PASSAGE GIVEN
▬▬▬▬▬▬

Indeed numbers on job postings continue to trend lower across most economies, with the UK weakest and Canada showing relative resilience:
Canada’s June labour market report surprised positively, with unemployment ticking down.
US official job openings have been volatile but the Indeed numbers suggest that the trend is still down:
UK official vacancies have fallen by more than suggested by the Indeed numbers recently, raising the possibility of a pause in the decline:
The positions of Canada and the UK as positive and negative Indeed outliers respectively are consistent with relative monetary policies and money growth (i.e. BoC appropriately dovish, MPC asleep at the wheel):
However, Canadian money growth is cooling, suggesting that the BoC needs to keep easing.
Chinese six-month money and credit momentum has moderated, though remains respectable:
Note: a rise in year-on-year growth rates reflected a favourable base effect.

▬▬▬▬▬▬

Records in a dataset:
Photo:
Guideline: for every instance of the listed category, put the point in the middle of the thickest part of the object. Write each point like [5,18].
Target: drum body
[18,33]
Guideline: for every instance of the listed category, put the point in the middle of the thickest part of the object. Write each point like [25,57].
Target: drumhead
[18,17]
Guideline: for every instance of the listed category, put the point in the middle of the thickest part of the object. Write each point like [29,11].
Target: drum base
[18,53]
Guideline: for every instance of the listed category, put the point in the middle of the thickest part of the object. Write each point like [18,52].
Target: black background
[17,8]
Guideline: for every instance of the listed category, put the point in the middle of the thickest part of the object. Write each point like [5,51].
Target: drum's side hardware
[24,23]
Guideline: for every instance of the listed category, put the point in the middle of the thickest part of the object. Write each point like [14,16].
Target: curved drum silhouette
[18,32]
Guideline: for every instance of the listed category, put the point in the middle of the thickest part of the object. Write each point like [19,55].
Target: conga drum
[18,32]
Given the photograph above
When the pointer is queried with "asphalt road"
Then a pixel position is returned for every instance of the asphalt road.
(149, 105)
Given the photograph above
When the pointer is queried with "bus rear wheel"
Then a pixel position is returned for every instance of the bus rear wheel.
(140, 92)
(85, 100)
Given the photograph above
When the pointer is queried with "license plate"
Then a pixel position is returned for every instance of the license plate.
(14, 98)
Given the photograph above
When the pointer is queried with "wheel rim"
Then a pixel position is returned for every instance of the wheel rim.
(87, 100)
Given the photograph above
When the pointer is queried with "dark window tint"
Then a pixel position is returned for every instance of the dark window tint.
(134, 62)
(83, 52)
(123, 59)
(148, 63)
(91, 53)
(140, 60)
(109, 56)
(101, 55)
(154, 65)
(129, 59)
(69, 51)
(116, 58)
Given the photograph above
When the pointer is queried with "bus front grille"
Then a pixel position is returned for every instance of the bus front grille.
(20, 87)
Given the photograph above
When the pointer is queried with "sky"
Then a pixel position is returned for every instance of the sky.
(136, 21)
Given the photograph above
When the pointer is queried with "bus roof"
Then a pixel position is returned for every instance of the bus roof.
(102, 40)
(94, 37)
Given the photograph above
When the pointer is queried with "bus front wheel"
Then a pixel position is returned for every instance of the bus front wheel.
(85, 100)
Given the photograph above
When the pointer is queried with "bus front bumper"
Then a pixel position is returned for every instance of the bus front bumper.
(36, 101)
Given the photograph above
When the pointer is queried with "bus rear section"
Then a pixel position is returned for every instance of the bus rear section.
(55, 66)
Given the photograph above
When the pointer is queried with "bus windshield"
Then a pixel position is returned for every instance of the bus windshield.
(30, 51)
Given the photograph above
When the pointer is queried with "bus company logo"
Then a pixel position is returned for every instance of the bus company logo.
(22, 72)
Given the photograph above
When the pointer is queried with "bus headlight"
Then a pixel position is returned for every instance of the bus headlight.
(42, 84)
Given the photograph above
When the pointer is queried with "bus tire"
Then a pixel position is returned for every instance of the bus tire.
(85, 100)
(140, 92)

▬▬▬▬▬▬

TASK INSTRUCTIONS
1) Answer these questions using the commentary on job postings above.
(a) Which economy does the Indeed job postings data show as weakest?
(b) What did Canada's June labour market report show for unemployment?
(c) According to the note, what did a rise in year-on-year growth rates reflect?
2) Pull out every line of the listing that contains the string "section". Case counts.

FULL SOLUTIONS
1)
(a) The UK.
(b) Unemployment ticked down.
(c) A favorable base effect.

2)
When the pointer is queried with "bus rear section"
Then a pixel position is returned for every instance of the bus rear section.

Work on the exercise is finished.